TASK ITEM: Extend the scleroderma medication notes below, starting right after their final line.

PASSAGE TO READ:

==*==

Consider these agents if unable to use ACE inhibitors for hypertension, renal insufficiency, and renal crisis.

Losartan (Cozaar)

Nonpeptide angiotensin II–receptor antagonist that blocks the vasoconstrictor and aldosterone-secreting effects of angiotensin II. May induce a more complete inhibition of the renin-angiotensin system than ACE inhibitors. Does not affect the response to bradykinin and is less likely to be associated with cough and angioedema. For patients unable to tolerate ACE inhibitors. Less effective in patients with scleroderma than with primary Raynaud phenomenon. May modify some serum markers of vascular damage and possibly modulate some of the underlying tissue damage in scleroderma.

Dosing

Adult

50 mg PO qd initially; not to exceed 100 mg/d

Pediatric

<6 years: Not established
>6 years: 0.7 mg/kg PO qd, not to exceed 50 mg/d; adjust dose according to blood pressure response

Interactions

May increase digoxin, lithium, and allopurinol levels; probenecid may increase losartan levels; coadministration with diuretics, increase hypotensive effects; NSAIDs may reduce hypotensive effects of losartan; may increase risk of hyperkalemia if taken concurrently with potassium supplements or other potassium-sparing diuretics

Contraindications

Documented hypersensitivity

Precautions

Pregnancy

C - Fetal risk revealed in studies in animals but not established or not studied in humans; may use if benefits outweigh risk to fetus

D - Fetal risk shown in humans; use only if benefits outweigh risk to fetus

Precautions

Caution in patients with unilateral or bilateral renal artery stenosis

Nonsteroidal anti-inflammatory agents

These agents are used to treat the arthritis of systemic sclerosis. They have analgesic, antiinflammatory, and antipyretic activities. Their mechanism of action is not known, but may inhibit cyclooxygenase activity and prostaglandin synthesis. Other mechanisms may also occur (eg, inhibition of leukotriene synthesis, lysosomal enzyme release, lipoxygenase activity, neutrophil aggregation, various cell-membrane functions).

Naproxen (Aleve, Naprosyn, Anaprox)

Anti-inflammatory of the arylacetic acid group of derivatives with good benefit-risk ratio. PO-administrated drugs with a half-life of 12 h.

Dosing

Adult

500-750 mg PO bid

Pediatric

<2 years: Not established
>2 years: 15-20 mg/kg/d PO divided bid; not to exceed 1 g/d

Interactions

Coadministration with aspirin increases risk of inducing serious NSAID-related adverse effects; probenecid may increase concentrations and, possibly, toxicity of NSAIDs; may decrease effect of hydralazine, captopril, and beta-blockers; may decrease diuretic effects of furosemide and thiazides; may increase PT when taking anticoagulants (instruct patients to watch for signs of bleeding); may increase risk of methotrexate toxicity; phenytoin levels may be increased when administered concurrently

Contraindications

Documented hypersensitivity; peptic ulcer disease; recent GI bleeding or perforation; renal insufficiency; high risk of bleeding

Precautions

Pregnancy

C - Fetal risk revealed in studies in animals but not established or not studied in humans; may use if benefits outweigh risk to fetus

D - Fetal risk shown in humans; use only if benefits outweigh risk to fetus

Precautions

Acute renal insufficiency, interstitial nephritis, hyperkalemia, hyponatremia, and renal papillary necrosis may occur; patients with preexisting renal disease or compromised renal perfusion risk acute renal failure; leukopenia occurs rarely, is transient, and usually returns to normal during therapy; persistent leukopenia, granulocytopenia, or thrombocytopenia warrants further evaluation and may require discontinuation of drug

Ibuprofen (Motrin, Ibuprin)

==*==

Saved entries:

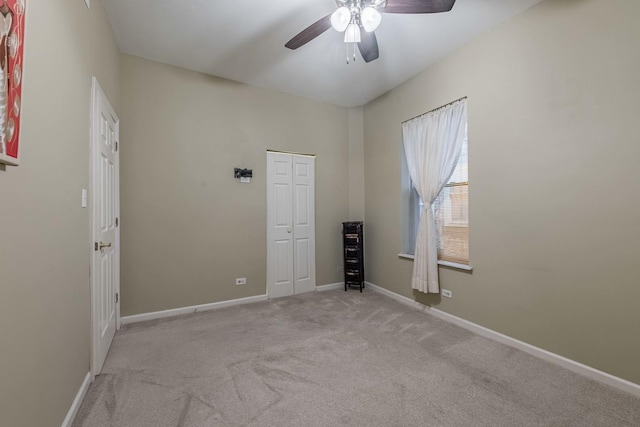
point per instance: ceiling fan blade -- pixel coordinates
(310, 33)
(368, 46)
(418, 6)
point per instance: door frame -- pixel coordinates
(98, 94)
(270, 255)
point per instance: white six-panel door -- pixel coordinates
(290, 224)
(105, 266)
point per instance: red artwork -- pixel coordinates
(11, 55)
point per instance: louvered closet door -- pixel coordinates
(290, 224)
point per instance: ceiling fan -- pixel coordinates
(352, 16)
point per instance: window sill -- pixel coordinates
(443, 263)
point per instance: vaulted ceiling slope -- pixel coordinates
(243, 40)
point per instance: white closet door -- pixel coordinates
(290, 224)
(304, 224)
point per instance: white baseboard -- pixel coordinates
(75, 406)
(330, 287)
(126, 320)
(572, 365)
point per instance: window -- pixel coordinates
(452, 213)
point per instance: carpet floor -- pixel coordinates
(335, 358)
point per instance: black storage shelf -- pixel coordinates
(352, 238)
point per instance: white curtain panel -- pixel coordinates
(432, 144)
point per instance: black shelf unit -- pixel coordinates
(353, 243)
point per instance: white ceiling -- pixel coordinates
(243, 40)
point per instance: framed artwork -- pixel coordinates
(11, 60)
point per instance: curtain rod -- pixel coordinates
(435, 109)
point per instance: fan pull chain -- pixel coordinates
(349, 54)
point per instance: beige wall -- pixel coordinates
(188, 227)
(44, 249)
(356, 164)
(554, 177)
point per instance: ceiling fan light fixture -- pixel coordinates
(370, 19)
(352, 34)
(340, 19)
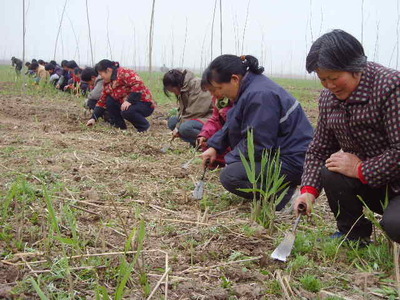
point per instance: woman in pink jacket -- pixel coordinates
(221, 106)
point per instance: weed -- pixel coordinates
(311, 283)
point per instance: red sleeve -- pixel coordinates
(103, 97)
(361, 175)
(310, 189)
(130, 79)
(213, 124)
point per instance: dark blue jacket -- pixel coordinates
(277, 119)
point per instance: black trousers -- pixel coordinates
(234, 177)
(136, 114)
(343, 196)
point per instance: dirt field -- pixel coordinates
(104, 182)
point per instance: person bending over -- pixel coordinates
(195, 105)
(355, 153)
(276, 118)
(125, 96)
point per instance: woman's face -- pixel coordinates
(174, 90)
(340, 83)
(229, 89)
(106, 75)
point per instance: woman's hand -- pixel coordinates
(201, 141)
(91, 122)
(125, 105)
(208, 156)
(343, 163)
(303, 204)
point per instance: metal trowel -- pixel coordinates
(285, 247)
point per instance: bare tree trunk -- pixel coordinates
(397, 36)
(220, 22)
(212, 29)
(23, 32)
(90, 36)
(134, 48)
(322, 21)
(151, 36)
(245, 26)
(236, 32)
(376, 48)
(108, 35)
(202, 57)
(311, 31)
(362, 21)
(172, 49)
(59, 29)
(76, 39)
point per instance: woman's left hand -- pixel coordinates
(344, 163)
(125, 105)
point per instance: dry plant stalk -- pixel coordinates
(90, 37)
(59, 29)
(151, 32)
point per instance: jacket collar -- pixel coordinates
(188, 76)
(362, 93)
(246, 80)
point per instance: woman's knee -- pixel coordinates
(391, 221)
(172, 121)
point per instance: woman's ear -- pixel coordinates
(235, 78)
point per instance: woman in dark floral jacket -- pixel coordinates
(355, 152)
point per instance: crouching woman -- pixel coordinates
(276, 118)
(355, 153)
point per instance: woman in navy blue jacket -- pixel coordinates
(276, 118)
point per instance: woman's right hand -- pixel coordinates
(91, 122)
(208, 156)
(304, 203)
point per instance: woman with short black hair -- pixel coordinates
(276, 118)
(355, 152)
(124, 95)
(95, 83)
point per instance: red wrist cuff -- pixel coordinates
(361, 175)
(310, 189)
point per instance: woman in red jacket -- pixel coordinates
(221, 106)
(125, 97)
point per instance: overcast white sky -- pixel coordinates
(278, 32)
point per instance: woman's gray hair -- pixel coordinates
(336, 50)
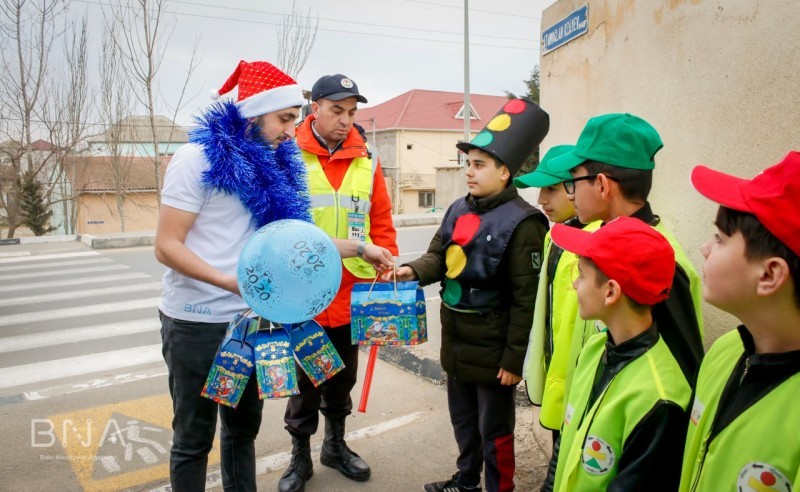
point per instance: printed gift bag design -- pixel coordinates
(314, 352)
(275, 368)
(388, 314)
(233, 363)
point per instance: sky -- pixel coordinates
(387, 47)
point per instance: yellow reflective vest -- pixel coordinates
(759, 450)
(593, 438)
(331, 208)
(556, 300)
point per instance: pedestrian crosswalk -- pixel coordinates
(75, 320)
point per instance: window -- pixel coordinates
(426, 199)
(473, 115)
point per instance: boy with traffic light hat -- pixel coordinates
(555, 317)
(744, 419)
(612, 173)
(627, 404)
(487, 255)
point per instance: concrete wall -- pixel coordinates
(97, 213)
(719, 79)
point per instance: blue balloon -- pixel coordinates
(289, 271)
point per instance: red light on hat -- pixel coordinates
(627, 250)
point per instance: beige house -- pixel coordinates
(416, 134)
(719, 80)
(133, 135)
(114, 196)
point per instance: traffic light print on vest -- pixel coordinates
(464, 231)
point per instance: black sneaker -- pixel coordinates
(452, 485)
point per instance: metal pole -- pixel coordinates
(467, 114)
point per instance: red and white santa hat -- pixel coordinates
(263, 88)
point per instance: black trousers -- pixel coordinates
(189, 348)
(331, 398)
(483, 418)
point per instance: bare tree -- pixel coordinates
(141, 30)
(40, 97)
(296, 35)
(66, 121)
(115, 105)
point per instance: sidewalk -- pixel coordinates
(432, 437)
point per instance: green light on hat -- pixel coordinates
(482, 139)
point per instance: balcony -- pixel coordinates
(413, 181)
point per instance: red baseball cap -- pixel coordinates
(627, 250)
(771, 196)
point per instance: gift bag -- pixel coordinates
(388, 313)
(275, 369)
(233, 363)
(314, 352)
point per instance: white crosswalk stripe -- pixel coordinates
(61, 329)
(111, 307)
(77, 335)
(56, 264)
(53, 273)
(80, 294)
(76, 366)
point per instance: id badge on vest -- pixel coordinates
(356, 226)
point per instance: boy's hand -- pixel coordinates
(402, 274)
(508, 379)
(380, 258)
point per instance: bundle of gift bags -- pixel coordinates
(270, 351)
(381, 314)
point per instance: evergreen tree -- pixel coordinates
(533, 94)
(32, 204)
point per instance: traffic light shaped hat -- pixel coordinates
(513, 134)
(263, 88)
(771, 196)
(544, 175)
(617, 139)
(627, 250)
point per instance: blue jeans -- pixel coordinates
(189, 348)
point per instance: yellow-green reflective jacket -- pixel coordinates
(759, 450)
(330, 208)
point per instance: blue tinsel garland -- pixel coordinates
(271, 183)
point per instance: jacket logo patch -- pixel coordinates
(598, 457)
(697, 411)
(536, 259)
(761, 477)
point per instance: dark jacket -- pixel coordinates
(475, 346)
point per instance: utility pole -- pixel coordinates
(467, 114)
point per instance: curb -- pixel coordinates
(404, 358)
(110, 242)
(147, 238)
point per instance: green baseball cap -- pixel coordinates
(617, 139)
(544, 176)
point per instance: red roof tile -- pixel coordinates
(429, 110)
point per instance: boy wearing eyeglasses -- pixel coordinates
(612, 173)
(548, 365)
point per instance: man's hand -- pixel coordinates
(402, 274)
(379, 257)
(508, 379)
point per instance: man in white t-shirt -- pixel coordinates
(240, 171)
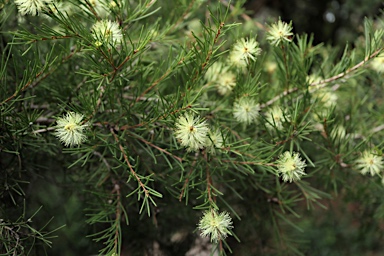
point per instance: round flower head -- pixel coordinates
(69, 129)
(246, 110)
(106, 31)
(215, 225)
(243, 51)
(279, 32)
(369, 162)
(338, 133)
(290, 166)
(33, 7)
(192, 132)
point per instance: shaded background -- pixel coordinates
(331, 21)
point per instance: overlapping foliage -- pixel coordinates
(147, 125)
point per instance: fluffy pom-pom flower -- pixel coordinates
(246, 110)
(279, 32)
(290, 166)
(69, 129)
(214, 225)
(370, 163)
(192, 132)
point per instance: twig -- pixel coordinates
(158, 148)
(129, 164)
(325, 81)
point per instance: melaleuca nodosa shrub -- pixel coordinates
(162, 121)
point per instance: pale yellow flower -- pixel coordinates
(246, 110)
(290, 166)
(70, 130)
(106, 31)
(279, 32)
(216, 226)
(192, 132)
(244, 51)
(370, 163)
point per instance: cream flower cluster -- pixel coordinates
(279, 32)
(216, 226)
(107, 32)
(244, 51)
(370, 163)
(70, 129)
(290, 166)
(246, 110)
(194, 134)
(32, 7)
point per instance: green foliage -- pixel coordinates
(136, 184)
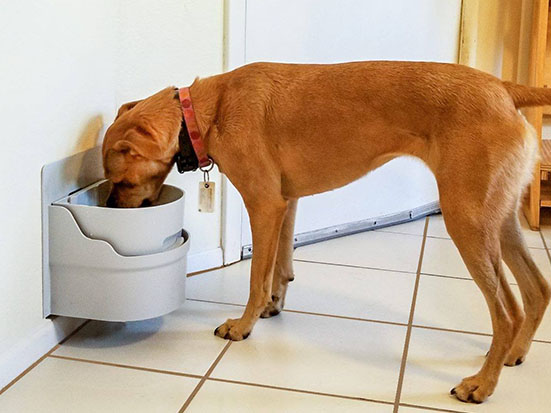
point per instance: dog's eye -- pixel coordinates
(126, 184)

==*==

EXERCISE OUTPUT:
Anti-inflammatory of the propionic acid group with good benefit-risk ratio. PO-administrated drugs with a half-life of 2-3 h, respectively.

Dosing

Adult

800 mg PO tid/qid

Pediatric

20-40 mg/kg/d PO divided tid/qid; not to exceed 2.4 g/d

Interactions

Coadministration with aspirin increases risk of inducing serious NSAID-related adverse effects; probenecid may increase concentrations and, possibly, toxicity of NSAIDs; may decrease effect of hydralazine, captopril, and beta-blockers; may decrease diuretic effects of furosemide and thiazides; may increase PT when taking anticoagulants (instruct patients to watch for signs of bleeding); may increase risk of methotrexate toxicity; phenytoin levels may be increased when administered concurrently

Contraindications

Documented hypersensitivity; peptic ulcer disease, recent GI bleeding or perforation, renal insufficiency, or high risk of bleeding

Precautions

Pregnancy

B - Fetal risk not confirmed in studies in humans but has been shown in some studies in animals

D - Fetal risk shown in humans; use only if benefits outweigh risk to fetus

Precautions

Caution in congestive heart failure, hypertension, and decreased renal and hepatic function; caution in anticoagulation abnormalities or during anticoagulant therapy

Immunosuppressive agents

Interstitial lung disease associated with systemic sclerosis is a major therapeutic challenge. Treatment with high-dose corticosteroids, methotrexate, and cyclophosphamide has shown variable response among different patients. Slower-acting antirheumatic drug or disease-modifying antirheumatic drugs (eg, penicillamine) have been used for their anti-inflammatory and anticollagen effects.

Cyclophosphamide (Cytoxan, Neosar)

Chemically related to nitrogen mustards. As an alkylating agent, the mechanism of action of the active metabolites may involve cross-linking of DNA.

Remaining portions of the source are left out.